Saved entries
════════════════════

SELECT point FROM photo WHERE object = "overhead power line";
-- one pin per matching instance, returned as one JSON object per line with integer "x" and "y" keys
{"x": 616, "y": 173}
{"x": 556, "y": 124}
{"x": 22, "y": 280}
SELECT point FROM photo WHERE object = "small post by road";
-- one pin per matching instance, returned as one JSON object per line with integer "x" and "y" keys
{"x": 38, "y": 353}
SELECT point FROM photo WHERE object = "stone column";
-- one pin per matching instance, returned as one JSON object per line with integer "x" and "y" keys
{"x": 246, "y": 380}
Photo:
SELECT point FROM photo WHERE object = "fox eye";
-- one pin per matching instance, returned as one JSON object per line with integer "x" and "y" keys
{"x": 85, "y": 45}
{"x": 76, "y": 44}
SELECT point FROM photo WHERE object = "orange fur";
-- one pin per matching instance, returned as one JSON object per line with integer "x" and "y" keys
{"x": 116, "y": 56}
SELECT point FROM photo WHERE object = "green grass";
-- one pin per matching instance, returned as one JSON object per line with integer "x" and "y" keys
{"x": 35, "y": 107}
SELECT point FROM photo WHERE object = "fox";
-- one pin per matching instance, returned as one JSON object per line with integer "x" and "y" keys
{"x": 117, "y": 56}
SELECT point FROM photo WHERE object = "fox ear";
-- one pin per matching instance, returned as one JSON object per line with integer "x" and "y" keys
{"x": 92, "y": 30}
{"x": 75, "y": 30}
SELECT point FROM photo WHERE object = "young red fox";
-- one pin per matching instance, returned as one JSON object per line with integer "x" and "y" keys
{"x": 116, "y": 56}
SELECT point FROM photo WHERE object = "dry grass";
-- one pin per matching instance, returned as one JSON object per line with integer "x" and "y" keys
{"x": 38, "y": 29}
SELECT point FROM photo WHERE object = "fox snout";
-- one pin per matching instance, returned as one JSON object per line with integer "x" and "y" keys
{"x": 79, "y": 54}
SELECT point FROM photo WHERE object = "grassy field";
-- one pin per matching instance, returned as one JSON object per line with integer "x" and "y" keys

════════════════════

TO DO
Search the entries for the string "SELECT" and return each line where it turns up.

SOLUTION TO THIS EXERCISE
SELECT point FROM photo WHERE object = "overhead power line";
SELECT point FROM photo WHERE object = "small post by road";
SELECT point FROM photo WHERE object = "stone column";
SELECT point FROM photo WHERE object = "fox eye";
SELECT point FROM photo WHERE object = "orange fur";
SELECT point FROM photo WHERE object = "green grass";
SELECT point FROM photo WHERE object = "fox";
SELECT point FROM photo WHERE object = "fox ear";
SELECT point FROM photo WHERE object = "young red fox";
SELECT point FROM photo WHERE object = "dry grass";
SELECT point FROM photo WHERE object = "fox snout";
SELECT point FROM photo WHERE object = "grassy field";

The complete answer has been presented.